Neste mês de outubro faz quinze anos desde que uma das mais brilhantes mentes da indústria dos videogames nos deixou. Estou falando do homem por trás de algumas das maiores revoluções da história da Nintendo, e que hoje é lembrado apenas como "o cara que criou o Virtual Boy". Oriundo da Doshisha University, no Japão, ele precisou trilhar seu caminho a partir do setor de faxina da Nintendo, para, só mais tarde, ocupar seu posto no topo da divisão de pesquisa e desenvolvimento da citada empresa. A coluna Developers de hoje apresenta a vida e a obra de Gunpei Yokoi, um artista simples, visionário, muito criativo e que merece bem mais do que a já citada frase infame em seu epitáfio.
Quem arrisca vence
Nascido em 10 de setembro de 1941 e morto em 04 de outubro de 1997, Gunpei Yokoi foi um verdadeiro gênio. Seu nome representava para a Nintendo o mesmo que nomes como Shigeru Miyamoto, e a razão disso era simples: Yokoi era um senhor audacioso. Como outros gênios, ele não se limitava a pensar dentro de um conjunto de normas preestabelecidas, ele criava as próprias regras. Essa característica é tão marcante em sua vida que, graças a ela, Yokoi foi do topo para o fundo do poço.

++++++++++

Tarefa escrita a — No texto sobre Gunpei Yokoi, reescreva o trecho entre "Neste mês de" e "em seu epitáfio.", inclusive, trocando "Virtual Boy" por "Game Boy".
Os registros não têm relação alguma com o texto sobre Gunpei Yokoi.

Dados fornecidos —
++++++++++

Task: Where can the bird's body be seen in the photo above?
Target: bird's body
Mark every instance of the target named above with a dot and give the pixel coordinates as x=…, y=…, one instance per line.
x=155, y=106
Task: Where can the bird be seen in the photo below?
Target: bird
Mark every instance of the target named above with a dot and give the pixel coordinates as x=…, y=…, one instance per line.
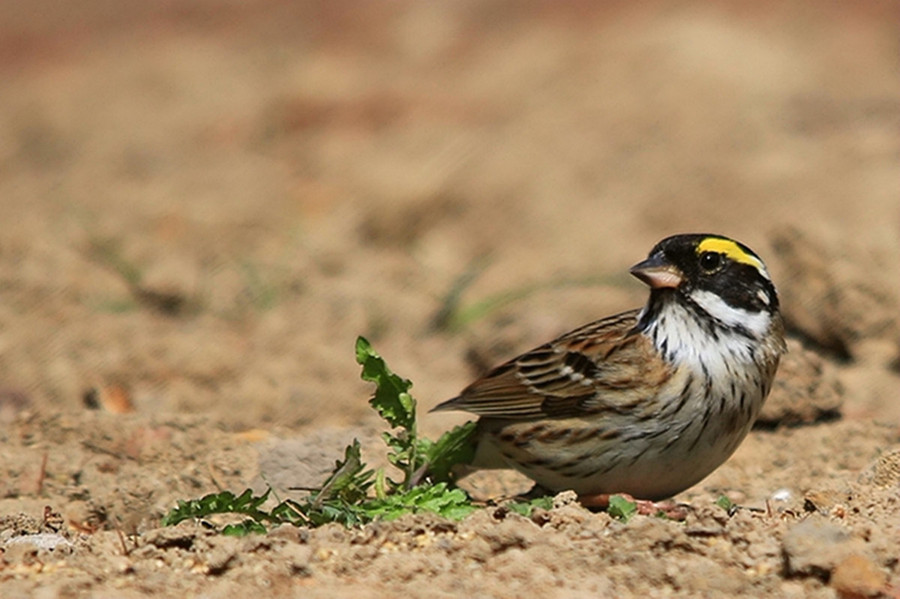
x=648, y=402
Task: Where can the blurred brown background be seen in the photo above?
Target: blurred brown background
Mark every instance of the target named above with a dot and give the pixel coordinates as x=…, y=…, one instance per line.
x=202, y=204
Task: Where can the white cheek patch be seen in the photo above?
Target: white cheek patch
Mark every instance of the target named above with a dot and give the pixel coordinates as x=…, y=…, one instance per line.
x=755, y=322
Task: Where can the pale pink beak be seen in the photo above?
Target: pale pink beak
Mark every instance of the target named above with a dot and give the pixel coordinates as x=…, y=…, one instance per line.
x=658, y=273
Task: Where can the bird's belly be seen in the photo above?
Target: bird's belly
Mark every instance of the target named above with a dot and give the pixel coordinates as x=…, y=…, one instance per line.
x=653, y=465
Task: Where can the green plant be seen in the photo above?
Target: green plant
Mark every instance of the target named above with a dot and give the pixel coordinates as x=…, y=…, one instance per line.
x=622, y=508
x=346, y=496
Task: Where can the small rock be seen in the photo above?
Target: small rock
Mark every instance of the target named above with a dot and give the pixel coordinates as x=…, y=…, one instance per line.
x=857, y=577
x=42, y=541
x=298, y=557
x=565, y=498
x=816, y=546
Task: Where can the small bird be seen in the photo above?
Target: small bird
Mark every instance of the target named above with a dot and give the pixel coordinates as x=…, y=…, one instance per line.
x=648, y=402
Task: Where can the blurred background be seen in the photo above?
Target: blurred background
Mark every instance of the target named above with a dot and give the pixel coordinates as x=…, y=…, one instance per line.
x=202, y=204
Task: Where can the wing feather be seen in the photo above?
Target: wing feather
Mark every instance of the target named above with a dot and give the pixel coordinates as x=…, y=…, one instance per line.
x=604, y=365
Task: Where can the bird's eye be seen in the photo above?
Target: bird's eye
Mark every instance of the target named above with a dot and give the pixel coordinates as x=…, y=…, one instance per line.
x=710, y=261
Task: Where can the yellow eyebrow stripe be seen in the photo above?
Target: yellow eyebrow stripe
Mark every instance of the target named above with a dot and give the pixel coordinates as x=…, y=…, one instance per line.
x=732, y=250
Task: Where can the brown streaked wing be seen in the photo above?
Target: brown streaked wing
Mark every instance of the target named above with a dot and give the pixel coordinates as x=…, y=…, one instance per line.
x=600, y=366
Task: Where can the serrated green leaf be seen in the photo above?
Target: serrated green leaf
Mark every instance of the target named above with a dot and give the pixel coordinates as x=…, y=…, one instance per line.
x=452, y=448
x=244, y=528
x=621, y=508
x=392, y=400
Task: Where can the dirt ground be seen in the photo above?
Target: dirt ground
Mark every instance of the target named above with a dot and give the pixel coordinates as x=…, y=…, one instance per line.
x=203, y=204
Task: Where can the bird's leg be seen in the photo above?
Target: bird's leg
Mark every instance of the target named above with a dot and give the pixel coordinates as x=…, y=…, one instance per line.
x=668, y=508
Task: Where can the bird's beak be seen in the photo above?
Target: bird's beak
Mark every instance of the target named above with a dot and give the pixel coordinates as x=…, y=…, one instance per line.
x=657, y=272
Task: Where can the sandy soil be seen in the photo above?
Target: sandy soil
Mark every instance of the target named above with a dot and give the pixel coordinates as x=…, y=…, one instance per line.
x=203, y=204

++++++++++

Tarefa escrita b — Reproduza sem alterações as linhas dos registros desde a primeira até a que contém "x=155, y=106", inclusive.

Resposta do exercício a —
Neste mês de outubro faz quinze anos desde que uma das mais brilhantes mentes da indústria dos videogames nos deixou. Estou falando do homem por trás de algumas das maiores revoluções da história da Nintendo, e que hoje é lembrado apenas como "o cara que criou o Game Boy". Oriundo da Doshisha University, no Japão, ele precisou trilhar seu caminho a partir do setor de faxina da Nintendo, para, só mais tarde, ocupar seu posto no topo da divisão de pesquisa e desenvolvimento da citada empresa. A coluna Developers de hoje apresenta a vida e a obra de Gunpei Yokoi, um artista simples, visionário, muito criativo e que merece bem mais do que a já citada frase infame em seu epitáfio.

Resposta do exercício b —
Task: Where can the bird's body be seen in the photo above?
Target: bird's body
Mark every instance of the target named above with a dot and give the pixel coordinates as x=…, y=…, one instance per line.
x=155, y=106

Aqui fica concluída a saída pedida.